— BEGIN Items —

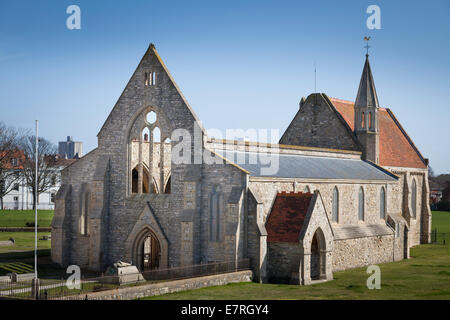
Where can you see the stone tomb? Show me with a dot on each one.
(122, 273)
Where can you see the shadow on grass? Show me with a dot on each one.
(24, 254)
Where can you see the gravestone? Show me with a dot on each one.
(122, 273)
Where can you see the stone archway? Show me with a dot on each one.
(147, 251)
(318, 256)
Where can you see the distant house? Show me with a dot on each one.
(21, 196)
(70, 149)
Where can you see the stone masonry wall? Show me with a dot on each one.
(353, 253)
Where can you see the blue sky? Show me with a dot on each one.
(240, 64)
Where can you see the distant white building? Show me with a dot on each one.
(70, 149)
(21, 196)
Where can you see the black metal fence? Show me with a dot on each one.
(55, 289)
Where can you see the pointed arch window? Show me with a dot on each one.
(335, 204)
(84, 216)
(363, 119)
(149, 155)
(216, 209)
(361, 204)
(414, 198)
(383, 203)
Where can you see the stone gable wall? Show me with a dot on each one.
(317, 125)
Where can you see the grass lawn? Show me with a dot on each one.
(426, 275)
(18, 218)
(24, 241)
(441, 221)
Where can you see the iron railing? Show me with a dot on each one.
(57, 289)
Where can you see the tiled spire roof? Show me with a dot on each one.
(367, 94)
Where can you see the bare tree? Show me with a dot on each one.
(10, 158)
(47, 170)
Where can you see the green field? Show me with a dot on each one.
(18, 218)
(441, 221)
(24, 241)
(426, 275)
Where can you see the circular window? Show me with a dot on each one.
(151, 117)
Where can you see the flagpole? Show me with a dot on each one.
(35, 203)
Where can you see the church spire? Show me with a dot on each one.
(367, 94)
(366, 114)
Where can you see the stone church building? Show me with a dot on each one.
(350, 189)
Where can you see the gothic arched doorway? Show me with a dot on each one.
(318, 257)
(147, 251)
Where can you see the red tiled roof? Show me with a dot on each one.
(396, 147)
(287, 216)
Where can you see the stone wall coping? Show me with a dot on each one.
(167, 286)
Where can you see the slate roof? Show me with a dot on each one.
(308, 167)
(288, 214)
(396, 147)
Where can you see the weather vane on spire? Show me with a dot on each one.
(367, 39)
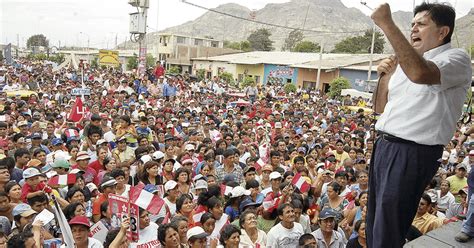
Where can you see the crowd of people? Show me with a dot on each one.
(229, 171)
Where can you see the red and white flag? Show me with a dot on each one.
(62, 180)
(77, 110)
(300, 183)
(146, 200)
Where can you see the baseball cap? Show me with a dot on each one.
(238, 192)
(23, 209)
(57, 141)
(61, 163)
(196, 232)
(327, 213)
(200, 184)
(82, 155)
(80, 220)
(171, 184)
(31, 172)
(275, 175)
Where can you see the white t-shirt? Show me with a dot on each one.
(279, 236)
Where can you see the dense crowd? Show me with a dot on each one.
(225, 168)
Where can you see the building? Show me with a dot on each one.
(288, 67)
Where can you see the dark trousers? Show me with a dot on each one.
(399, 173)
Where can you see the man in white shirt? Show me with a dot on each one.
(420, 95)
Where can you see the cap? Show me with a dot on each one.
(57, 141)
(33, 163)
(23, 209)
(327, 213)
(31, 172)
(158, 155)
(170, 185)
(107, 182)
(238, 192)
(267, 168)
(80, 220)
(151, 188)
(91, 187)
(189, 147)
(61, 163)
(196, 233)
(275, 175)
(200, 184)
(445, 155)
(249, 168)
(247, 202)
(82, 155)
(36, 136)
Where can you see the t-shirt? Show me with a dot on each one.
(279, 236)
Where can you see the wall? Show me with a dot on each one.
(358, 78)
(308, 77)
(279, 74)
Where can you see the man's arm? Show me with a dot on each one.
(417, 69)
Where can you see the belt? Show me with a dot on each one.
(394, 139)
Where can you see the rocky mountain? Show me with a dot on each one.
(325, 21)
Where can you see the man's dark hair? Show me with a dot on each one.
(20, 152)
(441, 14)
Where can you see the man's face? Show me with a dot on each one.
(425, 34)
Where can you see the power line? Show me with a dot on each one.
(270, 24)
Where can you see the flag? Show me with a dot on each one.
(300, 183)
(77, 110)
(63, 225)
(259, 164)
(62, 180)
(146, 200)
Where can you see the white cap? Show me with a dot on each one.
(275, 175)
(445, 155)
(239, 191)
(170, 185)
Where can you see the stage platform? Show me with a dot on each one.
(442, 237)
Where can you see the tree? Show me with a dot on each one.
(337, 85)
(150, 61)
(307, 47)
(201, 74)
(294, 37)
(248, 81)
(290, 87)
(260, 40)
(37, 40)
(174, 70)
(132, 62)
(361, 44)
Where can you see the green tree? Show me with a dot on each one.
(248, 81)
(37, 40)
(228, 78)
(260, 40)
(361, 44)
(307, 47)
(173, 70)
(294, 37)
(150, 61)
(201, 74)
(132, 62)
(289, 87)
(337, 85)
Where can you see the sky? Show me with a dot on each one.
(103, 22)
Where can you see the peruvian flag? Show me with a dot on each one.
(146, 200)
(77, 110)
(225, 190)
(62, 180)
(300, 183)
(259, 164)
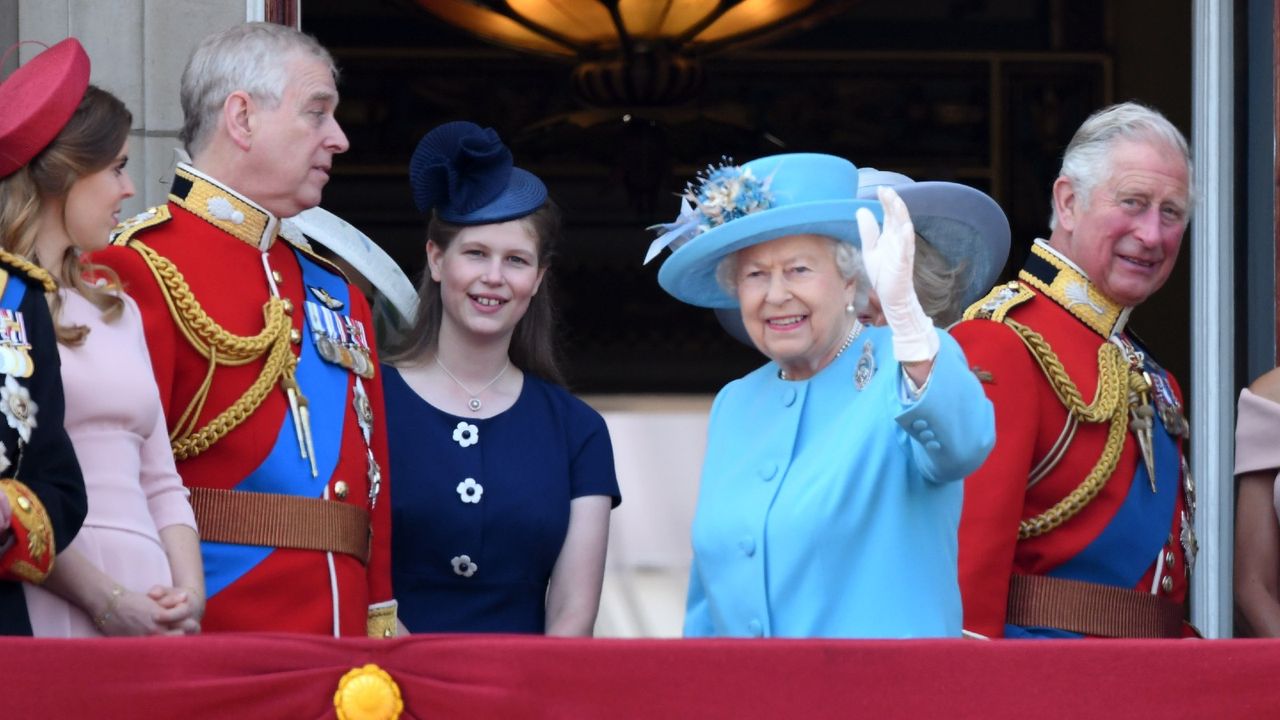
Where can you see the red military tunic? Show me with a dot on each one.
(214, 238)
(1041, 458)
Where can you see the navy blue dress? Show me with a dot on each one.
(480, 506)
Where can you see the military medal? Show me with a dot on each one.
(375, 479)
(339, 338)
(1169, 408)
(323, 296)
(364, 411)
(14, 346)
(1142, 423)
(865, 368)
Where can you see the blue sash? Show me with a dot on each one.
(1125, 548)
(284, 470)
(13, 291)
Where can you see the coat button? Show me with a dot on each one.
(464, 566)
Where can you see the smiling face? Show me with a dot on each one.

— END Items —

Please copy out all of the data above word for word, leaving the images out of your answer.

Where can you see the stone tomb? Show me with a dot on each one.
(122, 273)
Where can you see the shadow on grass? Show me with a dot on each one.
(24, 254)
Where can you see the gravestone? Show me with a dot on each one.
(122, 273)
Where can you see the stone archway? Show me with a dot on each one.
(147, 251)
(318, 256)
Where can you see the distant house? Show me with a dot on each one.
(21, 196)
(70, 149)
Where can you see the stone masonry wall? Show me with a dot on each one.
(353, 253)
Where can you see the blue sky? Show me with a dot on each one.
(240, 64)
Where can you see the distant white building? Show me with a dot on each one.
(70, 149)
(21, 196)
Where can you see the black metal fence? Show me with a dot on each one.
(55, 289)
Where can you see the pointed arch window? Show me with a dot on each one.
(335, 204)
(84, 216)
(363, 119)
(149, 155)
(216, 209)
(361, 204)
(414, 198)
(383, 203)
Where can you see the stone gable wall? Show me with a dot on each one.
(317, 125)
Where can you see the grass lawn? Show me with a dot on each one.
(426, 275)
(18, 218)
(24, 241)
(441, 221)
Where can you see the iron railing? Show me with a dot on each one.
(57, 289)
Where can you see the tiled spire roof? Show me with a dot on each one.
(367, 94)
Where can you see the bare tree? Show me with a dot on each one.
(10, 158)
(47, 170)
Where can you see the green field? Show me with a dot on each one.
(18, 218)
(441, 221)
(24, 241)
(426, 275)
Where can you see the circular window? Show me with a dot on each one.
(151, 117)
Where can you see the flagpole? Show me with a dot on each one.
(35, 203)
Where can you see the church spire? Show me with a dot on each one.
(367, 94)
(366, 114)
Where can you see the stone church building? Show me with a dot on each one.
(350, 189)
Where can you see the gothic arched doorway? Show me with a dot on each one.
(318, 257)
(147, 251)
Where can you see the red tiled roof? Show me with a dot on each one.
(396, 147)
(287, 216)
Where can you see the stone wall coping? Show me with a dot on each one.
(167, 286)
Where can you see the slate roof? Show me with a dot on each one.
(308, 167)
(288, 214)
(396, 147)
Where can you see the weather vane on spire? Show me with a dot on each one.
(367, 39)
Where can you see the crowd of people? Show me with a dot on each one.
(229, 171)
Where can you see the red and white flag? Show me with a dot on each one.
(62, 180)
(77, 110)
(300, 183)
(146, 200)
Where can you see the baseball cap? Show me with a dot on each one.
(238, 192)
(23, 209)
(57, 141)
(61, 163)
(196, 232)
(327, 213)
(200, 184)
(82, 155)
(80, 220)
(171, 184)
(31, 172)
(275, 175)
Where can you see the white t-shirt? Show me with a dot on each one.
(279, 236)
Where can you see the dense crowd? Show me with a dot on each one.
(225, 168)
Where can you see the building? Show me with a dot on each one.
(288, 67)
Where can you see the dark trousers? Show me with a dot on each one.
(399, 173)
Where can you see the man in white shirt? Show me with a dot on each one.
(420, 95)
Where can you see the cap? Show me with a dot on each one.
(57, 141)
(33, 163)
(23, 209)
(327, 213)
(31, 172)
(158, 155)
(170, 185)
(107, 182)
(238, 192)
(267, 168)
(80, 220)
(151, 188)
(91, 187)
(189, 147)
(61, 163)
(196, 233)
(275, 175)
(200, 184)
(445, 155)
(249, 168)
(247, 202)
(82, 155)
(36, 136)
Where can you see the t-shirt? Show me with a dot on each one.
(279, 236)
Where can you see the wall? Show me with a dot on each one.
(358, 78)
(308, 77)
(279, 74)
Where can you see the man's arm? Show me with a dot on each one.
(417, 69)
Where can you see the belt? Show me with a dot on each one.
(394, 139)
Where can you see the rocky mountain? Show me with a dot on each one.
(325, 21)
Where can you see the man's dark hair? Show me with a dot on each one.
(20, 152)
(441, 14)
Where can you see the man's face? Show me with a dot on each one.
(425, 34)
Where can you see the power line? Show me with a dot on each one.
(270, 24)
Where can you see the flag? Show me with a dot on each one.
(300, 183)
(77, 110)
(63, 225)
(259, 164)
(62, 180)
(146, 200)
Where can you see the white cap? Show me with a dot on each one.
(275, 175)
(445, 155)
(239, 191)
(170, 185)
Where can you see the stage platform? Show me with a dot on each one.
(442, 237)
Where can you see the tree? Show me with a dot on each one.
(337, 85)
(150, 61)
(307, 47)
(201, 74)
(294, 37)
(248, 81)
(290, 87)
(260, 40)
(37, 40)
(174, 70)
(132, 62)
(361, 44)
Where can you see the green tree? Show me with a dot on each one.
(248, 81)
(37, 40)
(228, 78)
(260, 40)
(361, 44)
(307, 47)
(173, 70)
(294, 37)
(150, 61)
(201, 74)
(132, 62)
(289, 87)
(337, 85)
Where can you see the sky? Show me with a dot on each one.
(103, 22)
Where can you see the peruvian flag? Show me with a dot on each one.
(146, 200)
(77, 110)
(225, 190)
(62, 180)
(300, 183)
(259, 164)
Where can you see the red military tunic? Show me with a dot on each one.
(214, 238)
(1041, 458)
Where can you see the navy blue dress? Show me with a dot on each one.
(480, 506)
Where can you see the military medal? Show me with a dot on each one.
(375, 479)
(339, 338)
(1169, 408)
(323, 296)
(364, 411)
(14, 346)
(1142, 423)
(865, 368)
Where can you see the blue sash? Show me with a dot on each one.
(1125, 548)
(284, 470)
(13, 291)
Where can you see the coat button? Show me with a dot on each one.
(464, 566)
Where can you see the smiling face? Show me with a dot on each one.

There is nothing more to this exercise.